▸ Assignment:
Every record must be retyped as it stands.

▸ Input for this task:
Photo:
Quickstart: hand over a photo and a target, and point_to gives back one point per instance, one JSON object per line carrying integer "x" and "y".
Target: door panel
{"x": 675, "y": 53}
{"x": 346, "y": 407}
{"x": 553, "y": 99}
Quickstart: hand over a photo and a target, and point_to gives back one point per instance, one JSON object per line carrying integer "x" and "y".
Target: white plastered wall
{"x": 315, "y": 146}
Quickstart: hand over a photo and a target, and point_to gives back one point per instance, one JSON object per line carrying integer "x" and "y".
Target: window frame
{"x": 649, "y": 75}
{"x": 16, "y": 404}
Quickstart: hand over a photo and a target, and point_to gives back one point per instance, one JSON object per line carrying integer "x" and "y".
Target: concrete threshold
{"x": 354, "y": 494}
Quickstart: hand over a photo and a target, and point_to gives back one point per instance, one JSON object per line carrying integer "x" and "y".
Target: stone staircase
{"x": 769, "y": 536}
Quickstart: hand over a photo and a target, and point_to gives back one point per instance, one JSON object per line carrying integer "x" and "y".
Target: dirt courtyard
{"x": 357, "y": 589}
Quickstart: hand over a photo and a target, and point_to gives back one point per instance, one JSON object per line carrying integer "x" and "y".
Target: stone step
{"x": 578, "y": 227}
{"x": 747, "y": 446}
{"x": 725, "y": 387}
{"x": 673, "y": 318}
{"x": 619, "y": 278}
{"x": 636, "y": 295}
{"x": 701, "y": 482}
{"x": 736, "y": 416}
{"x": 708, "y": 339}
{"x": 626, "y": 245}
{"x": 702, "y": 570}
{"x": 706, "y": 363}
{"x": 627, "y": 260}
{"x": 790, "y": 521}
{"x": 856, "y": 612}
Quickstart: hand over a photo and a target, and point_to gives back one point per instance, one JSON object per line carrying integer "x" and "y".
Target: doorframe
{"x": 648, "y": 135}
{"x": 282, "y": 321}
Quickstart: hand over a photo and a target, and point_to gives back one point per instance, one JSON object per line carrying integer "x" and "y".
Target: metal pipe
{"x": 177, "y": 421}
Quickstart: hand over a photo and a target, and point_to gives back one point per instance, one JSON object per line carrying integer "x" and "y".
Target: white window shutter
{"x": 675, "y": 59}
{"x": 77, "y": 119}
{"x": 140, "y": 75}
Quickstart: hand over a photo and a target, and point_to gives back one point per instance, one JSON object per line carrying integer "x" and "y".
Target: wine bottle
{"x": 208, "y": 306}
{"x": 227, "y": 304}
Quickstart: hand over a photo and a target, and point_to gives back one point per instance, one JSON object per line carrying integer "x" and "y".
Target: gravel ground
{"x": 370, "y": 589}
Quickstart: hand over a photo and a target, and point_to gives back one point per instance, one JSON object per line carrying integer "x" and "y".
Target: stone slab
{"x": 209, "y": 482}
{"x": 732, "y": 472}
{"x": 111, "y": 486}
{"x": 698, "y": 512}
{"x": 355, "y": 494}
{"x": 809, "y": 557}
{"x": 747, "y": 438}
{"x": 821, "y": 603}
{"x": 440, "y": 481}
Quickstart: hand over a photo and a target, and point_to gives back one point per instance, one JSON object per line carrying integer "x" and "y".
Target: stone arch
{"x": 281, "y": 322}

▸ Task answer:
Photo:
Quickstart: hand over a photo and a target, and point_to gives back one point per instance, one JSON object per line carrying integer "x" and "y".
Target: door panel
{"x": 675, "y": 53}
{"x": 346, "y": 407}
{"x": 553, "y": 99}
Quickstart: hand over a photo and a target, and point_to gives back one point per instance, one JSON object per line carrying integer "x" and "y".
Target: white plastered wall
{"x": 315, "y": 146}
Quickstart: hand over a photo and a target, and point_to gives back one point per instance, one JSON object per line carrying integer "x" and "y".
Target: window frame
{"x": 649, "y": 75}
{"x": 16, "y": 404}
Quickstart: hand over a photo and a target, and point_to gives back one point per instance, one JSON object per line carrying integer "x" and "y".
Target: concrete threshold
{"x": 354, "y": 494}
Quickstart: hand over a photo and a target, and point_to gives back one point per instance, one JSON object per line carrying integer "x" and "y".
Target: stone staircase
{"x": 769, "y": 536}
Quickstart: hand over a photo and a target, and point_to gives back one point per instance, one JSON object per line carrying integer "x" and "y".
Target: dirt courtyard
{"x": 357, "y": 589}
Quickstart: hand over a photo and a target, and point_to gives back one point per instance, one JSON object per line carrying integer "x" and "y".
Target: stone step
{"x": 578, "y": 227}
{"x": 747, "y": 446}
{"x": 725, "y": 387}
{"x": 673, "y": 318}
{"x": 619, "y": 278}
{"x": 636, "y": 295}
{"x": 701, "y": 482}
{"x": 736, "y": 416}
{"x": 708, "y": 339}
{"x": 626, "y": 245}
{"x": 702, "y": 570}
{"x": 706, "y": 363}
{"x": 627, "y": 260}
{"x": 790, "y": 521}
{"x": 856, "y": 612}
Quickstart: hand over a photo and a target, and point_to gives back one point per instance, one JSON object per line carrying integer "x" and "y".
Target: doorframe
{"x": 648, "y": 135}
{"x": 282, "y": 321}
Quickstart: hand over a photo and a target, and point_to gives back one point per instance, one JSON object per line carrying integer "x" and "y".
Target: metal pipe
{"x": 177, "y": 421}
Quickstart: hand over a photo and a target, and point_to gives back one point per instance, one JSON object per line carrying integer "x" and "y".
Target: white window shutter
{"x": 675, "y": 59}
{"x": 77, "y": 119}
{"x": 140, "y": 75}
Quickstart: hand over a photo and a target, and point_to gives back one point per instance, one JSON object per line carrying integer "x" and "y".
Target: wine bottle
{"x": 208, "y": 306}
{"x": 227, "y": 304}
Quickstart: hand over a photo and a target, and point_to gives back one point per instance, one JSON object per line carrying integer "x" and "y".
Target: gravel ground
{"x": 370, "y": 589}
Quickstart: hand over a photo and a target, and point_to gives back one point per instance, one JSON object per line carrying integer "x" and "y".
Target: stone slab
{"x": 209, "y": 482}
{"x": 732, "y": 472}
{"x": 111, "y": 486}
{"x": 698, "y": 512}
{"x": 355, "y": 494}
{"x": 809, "y": 557}
{"x": 747, "y": 438}
{"x": 821, "y": 603}
{"x": 440, "y": 481}
Quickstart: hand over a photo and a target, and point_to gives back one point per instance, one JSON object per line carrying integer "x" and "y".
Target: stone arch
{"x": 281, "y": 322}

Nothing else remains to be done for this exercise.